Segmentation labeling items
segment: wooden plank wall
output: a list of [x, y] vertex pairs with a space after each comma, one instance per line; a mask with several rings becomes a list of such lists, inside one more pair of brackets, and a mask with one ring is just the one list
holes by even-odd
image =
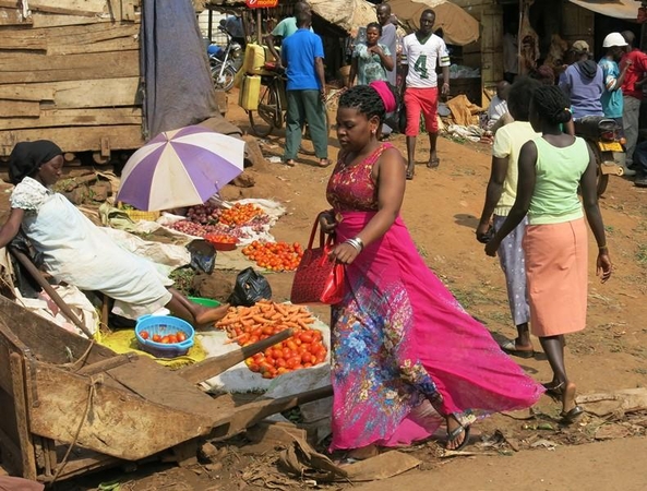
[[[135, 149], [141, 0], [0, 0], [0, 158], [15, 143]], [[101, 145], [101, 142], [104, 144]]]

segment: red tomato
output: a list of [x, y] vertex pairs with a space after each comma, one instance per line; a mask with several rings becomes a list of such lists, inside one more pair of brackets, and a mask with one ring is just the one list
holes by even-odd
[[291, 369], [293, 369], [298, 364], [301, 364], [301, 357], [292, 357], [287, 361], [287, 367]]
[[312, 343], [312, 334], [308, 331], [303, 331], [299, 334], [299, 339], [301, 339], [302, 343]]
[[272, 367], [272, 364], [269, 364], [266, 360], [261, 361], [261, 363], [259, 363], [259, 368], [260, 368], [261, 373], [265, 373], [265, 372], [268, 372], [269, 370], [274, 369], [274, 367]]

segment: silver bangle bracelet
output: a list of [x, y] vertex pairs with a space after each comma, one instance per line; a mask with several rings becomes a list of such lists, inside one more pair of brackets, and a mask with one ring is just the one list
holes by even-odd
[[357, 249], [357, 252], [361, 252], [364, 249], [363, 242], [357, 237], [355, 239], [346, 239], [344, 243], [352, 246], [355, 249]]

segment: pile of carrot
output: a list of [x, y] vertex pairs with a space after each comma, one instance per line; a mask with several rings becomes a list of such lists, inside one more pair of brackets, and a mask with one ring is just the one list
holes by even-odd
[[292, 328], [292, 337], [245, 360], [251, 371], [261, 373], [265, 379], [274, 379], [325, 360], [327, 349], [321, 331], [312, 328], [314, 318], [305, 307], [261, 300], [252, 307], [229, 308], [216, 327], [227, 332], [228, 343], [238, 343], [240, 346]]

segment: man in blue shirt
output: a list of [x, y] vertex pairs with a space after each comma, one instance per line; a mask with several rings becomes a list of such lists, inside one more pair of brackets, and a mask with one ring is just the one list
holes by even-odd
[[626, 41], [620, 33], [609, 34], [602, 41], [602, 48], [607, 49], [607, 53], [598, 63], [602, 69], [602, 75], [604, 77], [604, 92], [600, 97], [602, 110], [607, 118], [616, 120], [620, 128], [622, 128], [623, 110], [622, 91], [620, 87], [622, 86], [628, 65], [625, 65], [621, 72], [618, 68], [618, 62], [624, 53], [625, 46]]
[[324, 50], [321, 37], [310, 32], [311, 23], [310, 12], [297, 14], [299, 29], [283, 41], [280, 49], [288, 77], [286, 146], [283, 160], [288, 166], [295, 165], [303, 125], [308, 122], [319, 165], [326, 167], [330, 160]]
[[[575, 62], [560, 76], [560, 88], [571, 98], [573, 119], [604, 116], [600, 97], [604, 92], [602, 69], [590, 59], [586, 41], [573, 44]], [[572, 130], [568, 131], [570, 133]]]

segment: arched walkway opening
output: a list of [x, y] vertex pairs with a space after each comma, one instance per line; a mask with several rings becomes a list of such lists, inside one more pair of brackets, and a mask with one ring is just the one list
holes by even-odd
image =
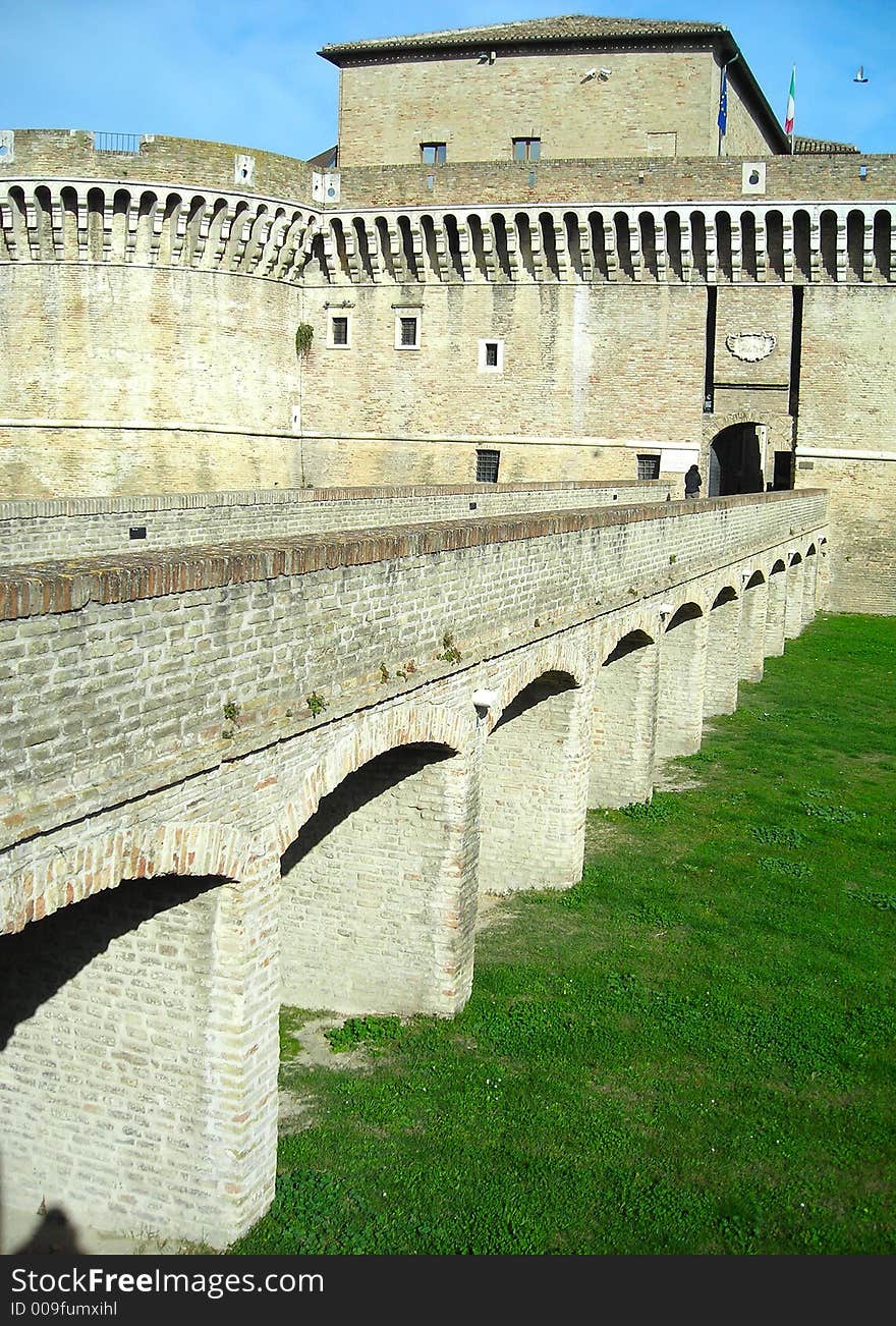
[[396, 747], [321, 798], [281, 858], [282, 1004], [453, 1013], [469, 994], [476, 845], [465, 761]]
[[702, 736], [706, 618], [696, 603], [672, 617], [660, 646], [656, 758], [693, 754]]
[[496, 723], [482, 756], [480, 891], [565, 888], [582, 875], [586, 761], [581, 691], [545, 672]]
[[594, 692], [590, 806], [649, 801], [659, 648], [645, 631], [630, 631], [607, 655]]
[[716, 434], [709, 447], [708, 497], [763, 491], [759, 428], [757, 423], [734, 423]]
[[4, 1215], [45, 1201], [223, 1246], [262, 1213], [276, 1005], [254, 988], [243, 1025], [240, 898], [217, 876], [125, 880], [0, 939]]

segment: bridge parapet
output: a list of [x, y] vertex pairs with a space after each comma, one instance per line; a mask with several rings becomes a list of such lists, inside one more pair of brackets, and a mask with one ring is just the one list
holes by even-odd
[[9, 569], [3, 841], [376, 703], [383, 667], [419, 686], [824, 518], [802, 489]]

- _Short exercise_
Please change "vertex pairs" to "coordinate pairs" everywhere in the lines above, keeping everything else the same. Leave the pictures out of your answer.

- _Full output_
segment: wooden plank wall
output: a list of [x, y] coordinate pairs with a space after each comma, one instance per line; a mask with several rings becomes a list of such lists, inside one more pair of brackets, and a mask with one ring is just the one list
holes by even-odd
image =
[[[135, 149], [141, 0], [0, 0], [0, 158], [15, 143]], [[101, 145], [101, 142], [104, 144]]]

segment: red tomato
output: a list of [x, y] coordinate pairs with a space after each comma, one instance per line; a mask with several rings becomes a list of such lists, inside one more pair of brackets, and a mask with one ring is just the one list
holes by even-odd
[[291, 369], [293, 369], [298, 364], [301, 364], [301, 357], [292, 357], [287, 361], [287, 367]]
[[312, 343], [312, 334], [308, 331], [303, 331], [299, 334], [299, 339], [301, 339], [302, 343]]
[[272, 367], [272, 364], [269, 364], [266, 360], [261, 361], [261, 363], [259, 363], [259, 368], [260, 368], [261, 373], [265, 373], [265, 372], [268, 372], [269, 370], [274, 369], [274, 367]]

segment: silver bangle bracelet
output: a list of [x, y] coordinate pairs with a space after each comma, one instance per line; a mask with several rings becomes a list of such lists, inside one more pair of brackets, and a mask with one ring is just the one list
holes by even-odd
[[357, 249], [357, 252], [361, 252], [364, 249], [363, 242], [357, 237], [355, 239], [346, 239], [344, 243], [352, 246], [355, 249]]

segment: pile of carrot
output: a list of [x, y] coordinate pairs with a space after each comma, one instance per line; a mask with several rings becomes a list of such lists, inside one more pair of brackets, and a mask with one ring is just the one list
holes by even-odd
[[292, 328], [292, 337], [245, 360], [251, 371], [261, 373], [265, 379], [274, 379], [325, 360], [327, 349], [321, 331], [312, 328], [314, 318], [305, 307], [261, 300], [252, 307], [229, 308], [216, 327], [227, 332], [228, 343], [238, 343], [240, 346]]

segment: man in blue shirt
output: a list of [x, y] coordinate pairs with a space after each comma, one instance per line; a mask with several rings becomes a list of such lists, inside one more pair of brackets, and a mask with one ring is just the one list
holes by even-odd
[[626, 41], [620, 33], [609, 34], [602, 41], [602, 48], [607, 49], [607, 53], [598, 63], [602, 69], [602, 75], [604, 77], [604, 92], [600, 97], [602, 110], [607, 118], [616, 120], [620, 128], [622, 128], [623, 110], [622, 91], [620, 87], [622, 86], [628, 65], [625, 65], [621, 72], [618, 68], [618, 62], [624, 53], [625, 46]]
[[324, 50], [321, 37], [310, 32], [311, 23], [310, 12], [297, 14], [299, 29], [283, 41], [280, 49], [288, 77], [286, 146], [283, 160], [288, 166], [295, 165], [303, 125], [308, 122], [319, 165], [326, 167], [330, 160]]
[[[575, 62], [560, 76], [560, 88], [571, 98], [573, 119], [604, 116], [600, 97], [604, 92], [602, 69], [590, 59], [586, 41], [573, 44]], [[572, 130], [568, 131], [570, 133]]]

segment: arched walkway opening
output: a list of [x, y] coordinate pairs with a space after each comma, one instance per line; a mask with several rings becomes a list of such lists, inside one more pair of brackets, and a mask with one ring is just the one list
holes by even-odd
image =
[[396, 747], [321, 798], [281, 858], [282, 1004], [453, 1013], [469, 994], [476, 845], [465, 761]]
[[702, 736], [706, 618], [696, 603], [672, 617], [660, 646], [656, 758], [693, 754]]
[[496, 723], [482, 756], [480, 891], [565, 888], [582, 875], [586, 761], [581, 691], [545, 672]]
[[594, 692], [590, 806], [649, 801], [659, 648], [645, 631], [630, 631], [607, 655]]
[[716, 434], [709, 447], [708, 497], [763, 491], [759, 428], [757, 423], [734, 423]]
[[4, 1215], [45, 1201], [223, 1246], [262, 1213], [276, 1005], [254, 988], [243, 1025], [240, 898], [217, 876], [125, 880], [0, 939]]

segment: bridge parapet
output: a list of [x, y] coordinate pairs with a space after each comma, one instance per line; a mask with several rings becomes a list of such lists, inside one more pair of brackets, and a mask with one ring is just the one list
holes by even-odd
[[9, 569], [3, 841], [376, 703], [383, 667], [419, 686], [824, 518], [802, 489]]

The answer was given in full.